■ **Requirement**
Copy every line of the material below word for word.

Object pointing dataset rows

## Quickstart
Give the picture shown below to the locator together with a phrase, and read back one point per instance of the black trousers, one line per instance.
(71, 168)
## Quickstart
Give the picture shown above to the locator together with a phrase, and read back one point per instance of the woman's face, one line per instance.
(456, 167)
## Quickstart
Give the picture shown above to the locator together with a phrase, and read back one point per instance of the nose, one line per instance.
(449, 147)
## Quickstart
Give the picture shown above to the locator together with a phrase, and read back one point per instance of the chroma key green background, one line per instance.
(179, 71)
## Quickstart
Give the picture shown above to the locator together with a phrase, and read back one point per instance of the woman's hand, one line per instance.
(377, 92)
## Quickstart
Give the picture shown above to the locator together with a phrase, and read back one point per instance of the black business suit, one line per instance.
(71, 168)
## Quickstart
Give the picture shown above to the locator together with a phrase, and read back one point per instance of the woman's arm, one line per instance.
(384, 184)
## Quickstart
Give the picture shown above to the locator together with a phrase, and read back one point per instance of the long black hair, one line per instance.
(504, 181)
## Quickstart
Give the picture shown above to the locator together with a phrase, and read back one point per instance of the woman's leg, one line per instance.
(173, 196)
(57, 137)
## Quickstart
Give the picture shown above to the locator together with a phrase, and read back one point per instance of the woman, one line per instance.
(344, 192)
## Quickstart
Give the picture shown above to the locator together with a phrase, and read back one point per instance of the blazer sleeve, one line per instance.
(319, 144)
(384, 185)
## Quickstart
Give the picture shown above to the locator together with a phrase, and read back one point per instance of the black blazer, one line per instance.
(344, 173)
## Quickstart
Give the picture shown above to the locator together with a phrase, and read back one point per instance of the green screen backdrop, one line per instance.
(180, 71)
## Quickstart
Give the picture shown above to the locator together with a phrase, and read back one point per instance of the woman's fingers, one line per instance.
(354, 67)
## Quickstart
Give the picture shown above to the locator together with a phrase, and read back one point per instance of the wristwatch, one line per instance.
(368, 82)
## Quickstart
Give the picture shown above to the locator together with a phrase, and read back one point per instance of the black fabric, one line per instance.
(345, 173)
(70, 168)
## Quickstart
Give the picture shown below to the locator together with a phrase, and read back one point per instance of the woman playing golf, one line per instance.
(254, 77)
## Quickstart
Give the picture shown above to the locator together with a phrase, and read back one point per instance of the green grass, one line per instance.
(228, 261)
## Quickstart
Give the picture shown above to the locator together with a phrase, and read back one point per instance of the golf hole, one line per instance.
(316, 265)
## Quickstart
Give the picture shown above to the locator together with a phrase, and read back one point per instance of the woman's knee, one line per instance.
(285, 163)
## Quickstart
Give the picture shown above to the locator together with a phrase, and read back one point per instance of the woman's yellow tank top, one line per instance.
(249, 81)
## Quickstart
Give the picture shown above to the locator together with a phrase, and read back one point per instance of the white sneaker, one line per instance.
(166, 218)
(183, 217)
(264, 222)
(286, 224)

■ **Exercise answer**
## Quickstart
Give the picture shown below to the locator together with a phrase, and read back one point per instance of the black trousers, one line per instance.
(71, 168)
## Quickstart
Give the picture shown above to the locator together with a phrase, and read back one point per instance of the woman's face, one line per instance.
(456, 167)
## Quickstart
Give the picture shown above to the locator together with a phrase, and read back one point per instance of the nose, one line per instance.
(449, 147)
## Quickstart
Give the picture shown above to the locator together with a phrase, and read back one point per instance of the chroma key green background, one line per instance.
(179, 71)
## Quickstart
Give the picture shown above to the locator together with a phrase, and read back one point per instance of the woman's hand, one line per instance.
(377, 92)
## Quickstart
Give the picture shown above to the locator together with a phrase, and read back one point per instance of the black business suit, one line per instance.
(71, 168)
## Quickstart
Give the picture shown above to the locator together with a phrase, and read back one point per instance of the woman's arm, one line per instance.
(384, 184)
## Quickstart
Give the picture shown above to the locator together with a phrase, and read back one point per instance of the long black hair, one line per instance.
(504, 181)
## Quickstart
Give the picture shown above to the locator together with a phrase, and read back one point per instance of the woman's leg, one line per instance.
(173, 196)
(57, 137)
## Quickstart
Give the picture shown above to the locator together with a phrase, and read back one point per instance of the woman, one line per instance.
(344, 192)
## Quickstart
Give the picture shown above to the locator together with a phrase, and read back one point per instance of the blazer sleeve, one line per instance.
(319, 144)
(384, 185)
## Quickstart
Give the picture shown above to the locator together with a phrase, and read back one point per instance of the black blazer, one line per instance.
(344, 173)
## Quickstart
Give the picture shown above to the locator together with a phrase, and read back one point per instance of the green screen backdrop, one line per instance.
(180, 71)
## Quickstart
Give the picture shown above to the locator together with a phrase, and read back one point per instance of the woman's fingers, one line per instance.
(354, 67)
## Quickstart
Give the picture shown above to the locator together with a phrase, and read back one point per instance of the wristwatch, one line per instance.
(368, 82)
## Quickstart
Give the picture shown above to the locator together with a phrase, and read back one point per instance of the black fabric, one line per instance.
(345, 173)
(70, 168)
## Quickstart
Give the picture shown below to the locator together with a phrase, and read back one point per instance of the woman playing golf, one line per instance.
(254, 77)
## Quickstart
Give the picture shown above to the locator together with a phrase, and read back one point per instance of the green grass, one line per instance.
(228, 261)
## Quickstart
Give the picture shown above to the locator together with a phrase, and read back one point per instance of the golf hole, one line per instance.
(316, 265)
## Quickstart
Give the picture shown above to the locator together with a phrase, and read back one point per instance of the woman's knee, one line per instance.
(285, 163)
## Quickstart
Give the picture shown above to the locator together with a phrase, and read back one point per instance of the woman's yellow tank top, one line per instance.
(249, 81)
## Quickstart
Give the picture shown above to the locator together with a phrase, and read back one point per instance of the white sneaker, one line per instance.
(166, 218)
(183, 217)
(264, 222)
(286, 224)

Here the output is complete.